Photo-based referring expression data
►

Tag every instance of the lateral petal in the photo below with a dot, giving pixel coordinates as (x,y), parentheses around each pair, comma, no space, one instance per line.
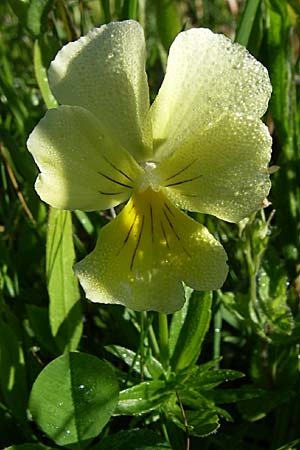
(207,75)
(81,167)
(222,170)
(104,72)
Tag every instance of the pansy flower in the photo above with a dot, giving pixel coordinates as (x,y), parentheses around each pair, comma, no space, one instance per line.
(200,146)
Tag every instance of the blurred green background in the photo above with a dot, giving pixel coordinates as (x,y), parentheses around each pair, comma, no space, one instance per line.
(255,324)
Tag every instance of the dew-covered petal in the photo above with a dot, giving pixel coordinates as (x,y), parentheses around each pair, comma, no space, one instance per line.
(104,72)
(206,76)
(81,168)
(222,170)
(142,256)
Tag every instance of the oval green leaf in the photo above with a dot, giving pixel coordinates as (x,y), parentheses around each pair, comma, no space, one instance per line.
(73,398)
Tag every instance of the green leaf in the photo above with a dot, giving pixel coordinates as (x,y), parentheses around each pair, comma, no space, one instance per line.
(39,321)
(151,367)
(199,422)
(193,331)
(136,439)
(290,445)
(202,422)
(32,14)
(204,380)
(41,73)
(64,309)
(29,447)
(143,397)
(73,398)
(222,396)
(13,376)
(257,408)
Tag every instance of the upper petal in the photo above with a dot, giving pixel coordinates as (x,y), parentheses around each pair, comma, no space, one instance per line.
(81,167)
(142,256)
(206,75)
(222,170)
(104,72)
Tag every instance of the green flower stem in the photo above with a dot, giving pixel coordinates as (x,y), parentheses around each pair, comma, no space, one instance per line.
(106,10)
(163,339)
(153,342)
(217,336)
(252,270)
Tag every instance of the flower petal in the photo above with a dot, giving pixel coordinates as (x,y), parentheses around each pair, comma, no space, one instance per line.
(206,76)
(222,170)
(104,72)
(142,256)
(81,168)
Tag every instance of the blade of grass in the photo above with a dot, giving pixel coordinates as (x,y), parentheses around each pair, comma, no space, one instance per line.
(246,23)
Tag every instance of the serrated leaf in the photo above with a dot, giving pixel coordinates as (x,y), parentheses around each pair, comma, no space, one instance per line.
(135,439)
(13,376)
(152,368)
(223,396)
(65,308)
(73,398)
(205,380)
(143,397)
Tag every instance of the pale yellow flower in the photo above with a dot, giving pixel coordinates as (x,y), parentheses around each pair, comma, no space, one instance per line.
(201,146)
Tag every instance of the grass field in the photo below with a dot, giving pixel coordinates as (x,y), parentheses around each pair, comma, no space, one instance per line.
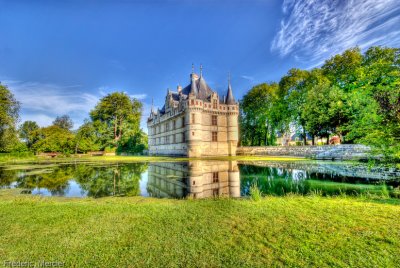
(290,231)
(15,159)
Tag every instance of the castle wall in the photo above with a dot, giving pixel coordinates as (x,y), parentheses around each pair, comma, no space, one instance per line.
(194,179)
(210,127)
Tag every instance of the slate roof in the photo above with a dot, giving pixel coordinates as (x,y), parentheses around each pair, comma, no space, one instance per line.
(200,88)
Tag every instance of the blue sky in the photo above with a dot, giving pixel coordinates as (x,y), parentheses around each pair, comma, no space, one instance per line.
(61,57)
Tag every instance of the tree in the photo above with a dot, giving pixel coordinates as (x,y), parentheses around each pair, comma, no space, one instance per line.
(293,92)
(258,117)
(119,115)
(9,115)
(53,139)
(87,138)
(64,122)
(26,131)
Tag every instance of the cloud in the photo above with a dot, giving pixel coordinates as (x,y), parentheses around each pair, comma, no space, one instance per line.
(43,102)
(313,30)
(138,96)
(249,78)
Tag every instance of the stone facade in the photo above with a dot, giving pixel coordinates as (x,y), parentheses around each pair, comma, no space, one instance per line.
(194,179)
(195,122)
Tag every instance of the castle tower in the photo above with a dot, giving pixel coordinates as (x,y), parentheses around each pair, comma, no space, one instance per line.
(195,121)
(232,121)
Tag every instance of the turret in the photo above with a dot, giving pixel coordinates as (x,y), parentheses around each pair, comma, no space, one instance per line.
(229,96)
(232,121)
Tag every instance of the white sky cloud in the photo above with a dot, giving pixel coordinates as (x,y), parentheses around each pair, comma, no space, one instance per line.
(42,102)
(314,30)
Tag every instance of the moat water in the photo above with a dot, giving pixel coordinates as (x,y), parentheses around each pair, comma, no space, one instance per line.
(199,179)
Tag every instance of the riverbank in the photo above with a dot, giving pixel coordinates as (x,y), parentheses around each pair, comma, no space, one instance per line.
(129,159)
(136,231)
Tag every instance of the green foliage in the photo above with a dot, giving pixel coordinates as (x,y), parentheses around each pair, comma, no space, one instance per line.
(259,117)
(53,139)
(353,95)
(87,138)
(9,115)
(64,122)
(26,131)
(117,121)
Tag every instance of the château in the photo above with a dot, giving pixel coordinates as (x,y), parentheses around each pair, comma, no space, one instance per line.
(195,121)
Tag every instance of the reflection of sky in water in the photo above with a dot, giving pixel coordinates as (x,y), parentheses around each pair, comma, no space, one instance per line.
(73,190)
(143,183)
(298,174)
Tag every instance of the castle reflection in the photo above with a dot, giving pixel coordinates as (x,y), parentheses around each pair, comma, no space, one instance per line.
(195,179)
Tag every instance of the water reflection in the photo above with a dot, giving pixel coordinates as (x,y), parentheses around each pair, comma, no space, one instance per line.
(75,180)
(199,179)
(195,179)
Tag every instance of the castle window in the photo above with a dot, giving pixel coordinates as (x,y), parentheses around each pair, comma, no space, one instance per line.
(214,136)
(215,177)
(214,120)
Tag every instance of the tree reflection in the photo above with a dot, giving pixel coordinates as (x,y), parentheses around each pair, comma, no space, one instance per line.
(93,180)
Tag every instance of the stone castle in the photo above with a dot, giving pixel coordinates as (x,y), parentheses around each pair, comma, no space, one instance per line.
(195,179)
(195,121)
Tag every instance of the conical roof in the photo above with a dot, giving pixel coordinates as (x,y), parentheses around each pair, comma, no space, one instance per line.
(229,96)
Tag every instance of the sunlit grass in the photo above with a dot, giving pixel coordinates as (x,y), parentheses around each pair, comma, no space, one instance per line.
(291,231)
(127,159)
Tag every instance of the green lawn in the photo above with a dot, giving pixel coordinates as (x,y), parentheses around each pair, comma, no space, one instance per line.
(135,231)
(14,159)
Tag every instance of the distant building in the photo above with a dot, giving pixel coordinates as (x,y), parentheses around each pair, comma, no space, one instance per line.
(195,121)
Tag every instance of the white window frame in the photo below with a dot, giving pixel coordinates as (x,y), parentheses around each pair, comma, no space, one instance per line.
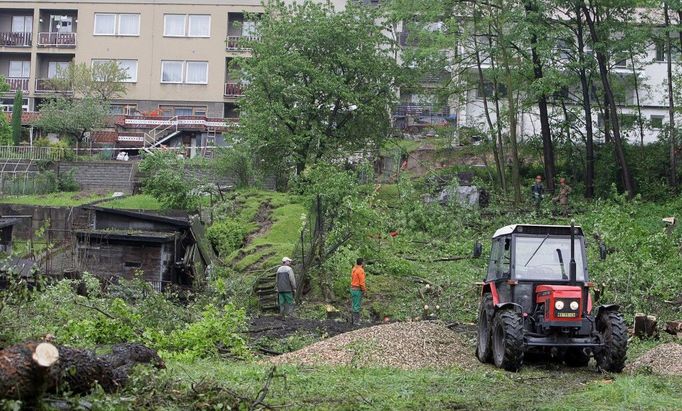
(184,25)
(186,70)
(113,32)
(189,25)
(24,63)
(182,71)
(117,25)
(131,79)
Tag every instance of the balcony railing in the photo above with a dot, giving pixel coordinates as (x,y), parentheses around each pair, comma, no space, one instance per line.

◄

**What is needed**
Whenever a picture appears, leave it out, and return every record exactly.

**Exercise result**
Tag every instance of the lateral petal in the photo below with a dot, giving pixel coordinates as (x,y), parentheses around each pair, comma, no space, one instance per line.
(207,75)
(81,167)
(222,170)
(104,72)
Tag every instance of the pansy flower in the photo above with a dot, giving pixel coordinates as (x,y), parentheses around each pair, comma, no space, one instance per line.
(200,146)
Tag every instance of the blurred green background in the photo above with a dot, giving pixel coordinates as (x,y), parentheses around each pair, comma, no space, one instance per line.
(255,324)
Tag every instance of the dew-covered petal in the photo above with a dot, giving pixel coordinates as (x,y), parentheses around each pair, comma, no space, one instance per line.
(104,72)
(206,76)
(81,168)
(222,170)
(142,256)
Tag every instance of the oval green leaf in the photo above with a dot, giving pixel coordinates as (x,y), parentheses around each pair, comma, no space, one instance per line.
(73,398)
Tag every instance of the green leaf in the photo above with a dot, giving pixel coordinates as (x,y), parentheses around each pair, comma, no space, one instance per line.
(39,321)
(151,367)
(199,422)
(193,331)
(136,439)
(290,445)
(202,422)
(32,14)
(204,380)
(41,73)
(64,309)
(29,447)
(143,397)
(73,398)
(222,396)
(13,376)
(257,408)
Tag every instance of the upper petal in the photo above with a dot, giving pixel coordinates as (x,y), parentheses around each pair, comma, no space, one instance per line.
(81,167)
(142,256)
(206,75)
(222,170)
(104,72)
Tag every instance of the green flower stem in the photo above with a dot, giving pixel coordinates as (x,y), parentheses around each pair, comma, no space, one instance per line.
(106,10)
(163,339)
(153,342)
(217,336)
(252,270)
Tag every instance of the flower petal in the photo above with a dot, giving pixel coordinates as (x,y), parentheses around each pair, comma, no space, one instance per line.
(206,76)
(222,170)
(104,72)
(142,256)
(81,168)
Tag every instance of the blade of grass in the photo above with a dot, giving pixel coordinates as (x,y), parentheses around each pair, comma, no space, one instance per line.
(246,23)
Tag every instance of the serrated leaf in the photo above with a dot, giving pixel coordinates as (x,y), parentheses around each pair, comma, no space, one instance per line.
(135,439)
(13,376)
(152,368)
(223,396)
(65,308)
(73,398)
(205,380)
(143,397)
Tag every instance of the pale yellow flower in the photo above with a dot, giving pixel coordinates as (x,y), parentheses around each pair, comma, no space, one instance per line.
(201,146)
Tag every instance of the grass field in the photo below with a dot, giving pixel coordinates as (x,y), parentheses around each pair, comma, no space, one instance per line.
(290,231)
(15,159)
Tag every instance of the castle wall in the photo above with a dot, giving pixel coordinates as (x,y), parentheses around each pair, comma, no space, one instance per line.
(194,179)
(210,127)
Tag every instance of the slate roof in the photo above with a dot, giving pixel coordinates as (x,y), parentheses around each pair, comma, no space, one instance per line.
(200,88)
Tag every instance of the blue sky in the photo above with a dot, giving pixel coordinates as (x,y), parentheses around each pair, comma, no space, one instance per line.
(61,57)
Tag every instance of the tree in the photo above with a dot, giving pixel coordinates as (x,y), parentheses around each pair, comma, no space, one instance per line.
(293,92)
(258,117)
(119,115)
(9,115)
(53,139)
(87,138)
(64,122)
(26,131)
Tag every instance of the cloud in the photo above with a dot, giving pixel coordinates as (x,y), parentheses around each pair, comma, no space, one instance per line.
(43,102)
(313,30)
(138,96)
(249,78)
Tag every instance of the stone facade in the photo above with a dot, giving pixel coordinates as (x,y), parentheses around each pair, comma, no space, one instance per line.
(194,179)
(195,122)
Tag every instance of the castle tower in the photo above with a dot, giving pixel coordinates as (x,y), parentheses around each pair, comma, no space, one instance per line.
(195,121)
(232,121)
Tag every instance of the turret in the photo above with a dot, giving pixel coordinates as (x,y), parentheses around each pair, comma, no space, one instance per line.
(229,96)
(232,121)
Tag every instance of the white sky cloud in the photo above with a dot, giving pixel coordinates as (x,y), parentheses around each pair, comma, no space, one instance per line.
(42,102)
(314,30)
Tag every instance of the moat water in the photo above with a dot, giving pixel coordinates as (x,y), parentheses around each pair, comma, no space, one instance per line.
(199,179)
Tag every instance of the riverbank in the photo above with a dot, giving pixel coordinates as (x,y), parentheses around each pair, comma, no space, one instance per line.
(129,159)
(136,231)
Tag every instance of the green foliage in the photo above with a dot, giving pixel coordinates as (x,y), parentheses around each pair, comma, no space, one instance per line.
(259,117)
(53,139)
(353,95)
(87,138)
(9,115)
(64,122)
(26,131)
(117,121)
Tag every instance of the château in the photo above with a dot, giving pixel coordinates as (x,y), parentheses around each pair, comma, no space, one instance per line.
(195,121)
Tag every instance of the reflection of sky in water in the photo above with a dot, giving pixel coordinates as (x,y), parentheses around each pair, comma, no space, one instance per line.
(73,190)
(143,183)
(298,174)
Tag every instance of the castle reflection in the photo above with a dot, giving pixel coordinates as (x,y), parentheses around each pair, comma, no space, one instance per line.
(195,179)
Tag every instance of the water reflection in the photo above with a dot, giving pixel coordinates as (x,y), parentheses around each pair, comma, no space, one instance per line.
(75,180)
(199,179)
(195,179)
Tag every instance of the castle window in the photo above with a dot, giving pixel coordinates as (x,y), parentheses around each pair, comma, no space, one instance per line.
(214,136)
(215,177)
(214,120)
Tag every instance of the tree reflection in the photo above with a dot, giving pixel coordinates as (x,y), parentheses around each pair, comma, no space, one instance per line.
(93,180)
Tag every instance of the stone castle in the photo above with a dot, giving pixel coordinates as (x,y), parentheses around each pair, comma, no space, one instance per line.
(195,179)
(195,121)
Tag every instance of the conical roof in the photo above with a dot, giving pixel coordinates as (x,y), parentheses around each pair, comma, no space, one instance per line.
(229,96)
Tag every instance of the sunlit grass in the photo above with a dot, giving pixel coordinates as (x,y), parentheses around each pair, comma, no space, one instance per line.
(291,231)
(127,159)
Tag every instance of the green lawn in the photo above with a dot, giving pixel coordinates as (x,y), parentheses around each pair, comma, no space, one instance per line.
(135,231)
(14,159)
Tag every instance of the distant building in the photo above with a dot, giving pixel coordinates as (x,y), parentheses around each pair, comma, no space, one instance per line.
(195,121)
Tag every instance of the white window frame in the photo below with a dot, giving pixel coordinates as (x,y), parentheses around each pair, comma, no space, one instance per line.
(184,25)
(186,70)
(113,32)
(189,25)
(24,63)
(182,71)
(117,25)
(131,79)
Tag every instance of the balcony railing in the photo above with a dot, giving pixel coordinates as (x,y), parentheses around each pair, comma, no space, one instance per line.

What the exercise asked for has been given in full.